====== PASSAGE PROVIDED

WASHINGTON—In an effort to combat what organizers are calling "our current epidemic of complete and utter obliviousness," the American Foundation for Paying Attention to Things has declared December "National Awareness Month."

Despite organizers' best intentions, many passersby who aren't already off in space will confuse this poster with an ad for an upcoming movie.

"All across the country, millions of men and women are dangerously unaware," AFPAT spokesperson Karen Teeling said during a press conference Monday. "What's worse, the vast majority of those suffering from this debilitating state of mind don't even know it."

"That's why this December we're asking that all Americans stop whatever it is they're doing, and take a moment to open their eyes for once—just once—in their lives," Teeling added. "It'll make all the difference in the world."

According to AFPAT, planned events for National Awareness Month include a 10K charity walk, during which participants will be forced to actually interact and engage with the outside world for a change, as well as several advertising campaigns, which will help get the word out about things other than what currently happens to be playing on television.

Awareness-month organizers will also hand out large reflective ribbons, in hopes that, by wearing a 9-inch yellow reminder on their chests, citizens across the country might actually remember that something is going on.

"Obliviousness doesn't discriminate," said volunteer Robert Fargo, who added that his own father might still be alive today had he been more aware of his surroundings. "Adults, children, the elderly, those staring slack-jawed as their very existence rushes by—obliviousness can strike them all."

Defined as the ability to realize what one is doing, to whom one is doing it, and what the consequences of doing it or not doing it may be, awareness is considered to be a major factor in a number of modern human endeavors, among them: decision-making, prioritizing, and just basically walking around without always bumping into things.

While lack of awareness—or "unawareness," as the foundation calls it—has reached dangerously high levels across the nation, organizers said there are still steps that can be taken by everyone to address the issue.

"A simple self-exam once a month can greatly reduce the chances of becoming unaware," AFPAT founder Michael Poe said. "First, position yourself in front of your bathroom mirror. Second, make eye contact with the reflection in the mirror. Now, while still maintaining eye contact, take three to five minutes to think about the fact that you exist as a human being."

Added Poe, "As long as you can remember to do that and not just completely tune out for an entire year or so, you should be all right."

In addition to distributing literature about raising awareness of awareness itself, and launching a series of bus ads featuring such slogans as "Hey, you! Come on, snap out of it," organizers listed a number of symptoms Americans can look for when attempting to deduce whether or not they're aware.

"Lack of coherent thought is usually a sign of being unaware, as is a fleeting attention span, and forgetting what this particular sentence pertains to midway through reading it," said Dr. Howard Sturges, who has treated several hundred cases of acute obliviousness. "If you suspect you have such a disorder, please contact a health professional immediately, or, as you likely know him, the man in the white lab coat with the shiny thing around his neck who has that office with all the chairs and patients inside of it."

Though they remain confident about the success of the upcoming monthlong event, members of the American Foundation for Paying Attention to Things maintained that the cure for the national unawareness epidemic ultimately lies with the individual.

"We'll do what we can to help, but at some point it's really up to all Americans to make sure they can leave the house in the morning without setting the place on fire, show up to work without looking like a complete moron, or carry on an intelligent conversation without getting distracted by different tile patterns on the floor," AFPAT chairwoman Sheila Winters said. "Hello? Hello?"

============

# EXERCISE BRIEF
Duplicate the passage from the National Awareness Month article, starting at "WASHINGTON—In an effort" and ending at "an upcoming movie.". Work from the text only.

====== LISTED ENTRIES

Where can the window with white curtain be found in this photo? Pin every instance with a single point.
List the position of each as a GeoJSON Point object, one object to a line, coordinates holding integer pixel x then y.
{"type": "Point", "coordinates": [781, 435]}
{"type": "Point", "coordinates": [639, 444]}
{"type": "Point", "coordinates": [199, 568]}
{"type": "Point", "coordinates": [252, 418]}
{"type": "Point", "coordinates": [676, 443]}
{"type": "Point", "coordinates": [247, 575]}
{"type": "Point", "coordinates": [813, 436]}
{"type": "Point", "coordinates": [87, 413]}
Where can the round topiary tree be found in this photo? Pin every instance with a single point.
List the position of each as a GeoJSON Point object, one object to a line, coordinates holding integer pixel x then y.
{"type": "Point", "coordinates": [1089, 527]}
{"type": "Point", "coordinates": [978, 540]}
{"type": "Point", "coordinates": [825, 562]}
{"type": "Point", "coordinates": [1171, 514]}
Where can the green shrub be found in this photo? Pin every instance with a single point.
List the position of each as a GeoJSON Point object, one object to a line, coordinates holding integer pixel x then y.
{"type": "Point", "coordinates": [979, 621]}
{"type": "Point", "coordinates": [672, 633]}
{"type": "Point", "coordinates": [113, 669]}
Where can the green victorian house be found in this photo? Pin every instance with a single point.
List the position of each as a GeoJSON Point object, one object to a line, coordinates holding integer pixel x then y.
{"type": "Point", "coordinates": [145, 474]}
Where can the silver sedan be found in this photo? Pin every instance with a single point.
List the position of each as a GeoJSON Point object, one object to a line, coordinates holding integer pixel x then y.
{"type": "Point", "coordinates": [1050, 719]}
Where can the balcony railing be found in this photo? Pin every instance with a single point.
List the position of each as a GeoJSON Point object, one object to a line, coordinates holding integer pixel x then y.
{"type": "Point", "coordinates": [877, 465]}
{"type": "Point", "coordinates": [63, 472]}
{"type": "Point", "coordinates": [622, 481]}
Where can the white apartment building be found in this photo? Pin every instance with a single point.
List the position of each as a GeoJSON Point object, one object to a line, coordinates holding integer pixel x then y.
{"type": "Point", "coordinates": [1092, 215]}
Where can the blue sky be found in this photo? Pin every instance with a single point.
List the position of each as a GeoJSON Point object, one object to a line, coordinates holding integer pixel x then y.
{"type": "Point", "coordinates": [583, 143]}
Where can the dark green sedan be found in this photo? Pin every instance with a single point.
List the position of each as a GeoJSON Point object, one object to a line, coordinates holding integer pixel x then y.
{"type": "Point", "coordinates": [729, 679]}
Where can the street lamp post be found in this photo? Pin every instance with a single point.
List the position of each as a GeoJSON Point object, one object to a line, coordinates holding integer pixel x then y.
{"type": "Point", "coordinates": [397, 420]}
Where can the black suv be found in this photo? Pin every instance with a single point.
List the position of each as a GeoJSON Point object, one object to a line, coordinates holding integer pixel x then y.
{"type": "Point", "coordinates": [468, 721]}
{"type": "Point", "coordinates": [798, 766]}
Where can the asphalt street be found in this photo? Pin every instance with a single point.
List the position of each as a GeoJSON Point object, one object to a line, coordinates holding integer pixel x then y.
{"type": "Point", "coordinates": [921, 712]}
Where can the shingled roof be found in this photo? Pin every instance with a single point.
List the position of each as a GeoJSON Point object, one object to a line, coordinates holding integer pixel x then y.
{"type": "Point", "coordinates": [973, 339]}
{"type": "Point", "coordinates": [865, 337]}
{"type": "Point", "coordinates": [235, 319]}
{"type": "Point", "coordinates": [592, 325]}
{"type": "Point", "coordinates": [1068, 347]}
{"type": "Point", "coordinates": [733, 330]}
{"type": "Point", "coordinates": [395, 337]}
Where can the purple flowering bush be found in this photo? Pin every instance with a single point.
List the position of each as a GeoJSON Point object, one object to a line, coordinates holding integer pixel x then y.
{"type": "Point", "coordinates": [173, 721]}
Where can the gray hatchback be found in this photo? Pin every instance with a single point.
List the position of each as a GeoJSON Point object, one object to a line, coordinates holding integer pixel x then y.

============

# WORKED SOLUTION
WASHINGTON—In an effort to combat what organizers are calling "our current epidemic of complete and utter obliviousness," the American Foundation for Paying Attention to Things has declared December "National Awareness Month."

Despite organizers' best intentions, many passersby who aren't already off in space will confuse this poster with an ad for an upcoming movie.